══ Rows

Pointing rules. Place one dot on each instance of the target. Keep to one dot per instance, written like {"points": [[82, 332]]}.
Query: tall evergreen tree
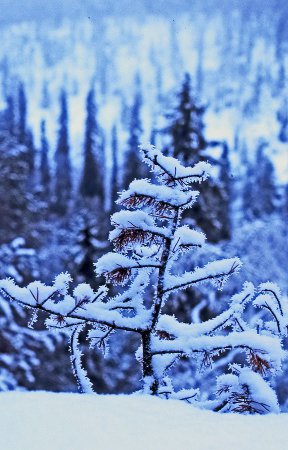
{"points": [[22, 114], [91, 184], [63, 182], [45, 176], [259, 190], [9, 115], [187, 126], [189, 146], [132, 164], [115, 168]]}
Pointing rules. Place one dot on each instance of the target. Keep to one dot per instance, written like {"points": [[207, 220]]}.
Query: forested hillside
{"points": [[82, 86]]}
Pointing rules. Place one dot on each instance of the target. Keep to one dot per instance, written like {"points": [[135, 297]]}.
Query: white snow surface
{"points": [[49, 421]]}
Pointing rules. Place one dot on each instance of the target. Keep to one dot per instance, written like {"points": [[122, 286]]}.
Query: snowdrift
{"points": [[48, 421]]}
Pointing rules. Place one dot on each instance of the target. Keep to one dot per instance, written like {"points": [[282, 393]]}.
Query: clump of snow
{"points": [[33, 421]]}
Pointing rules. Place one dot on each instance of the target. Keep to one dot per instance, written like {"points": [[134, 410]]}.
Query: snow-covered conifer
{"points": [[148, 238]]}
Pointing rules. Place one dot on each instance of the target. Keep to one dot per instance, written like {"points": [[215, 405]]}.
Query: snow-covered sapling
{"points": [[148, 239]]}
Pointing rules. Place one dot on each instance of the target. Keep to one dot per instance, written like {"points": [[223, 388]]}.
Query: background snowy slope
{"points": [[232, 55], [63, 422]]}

════
══ Rows

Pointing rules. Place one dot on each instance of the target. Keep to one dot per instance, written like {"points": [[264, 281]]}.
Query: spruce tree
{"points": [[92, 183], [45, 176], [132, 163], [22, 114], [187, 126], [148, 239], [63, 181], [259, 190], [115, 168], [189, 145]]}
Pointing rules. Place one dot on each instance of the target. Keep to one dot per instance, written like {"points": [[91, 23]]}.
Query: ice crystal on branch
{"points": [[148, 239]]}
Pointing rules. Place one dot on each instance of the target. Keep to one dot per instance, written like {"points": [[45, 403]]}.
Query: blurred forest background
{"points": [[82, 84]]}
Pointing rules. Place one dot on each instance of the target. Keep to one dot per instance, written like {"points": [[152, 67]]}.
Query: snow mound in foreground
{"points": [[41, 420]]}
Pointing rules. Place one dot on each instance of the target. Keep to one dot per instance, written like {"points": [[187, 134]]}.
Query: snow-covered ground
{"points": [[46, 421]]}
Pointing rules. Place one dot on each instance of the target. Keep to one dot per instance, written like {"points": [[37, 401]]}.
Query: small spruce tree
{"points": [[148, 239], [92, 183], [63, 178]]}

════

Directive >> Identify every line in the rows above that contains the string "spruce", and copy each one. Matching is case-sensitive.

Result >>
Query: spruce tree
Query: small spruce tree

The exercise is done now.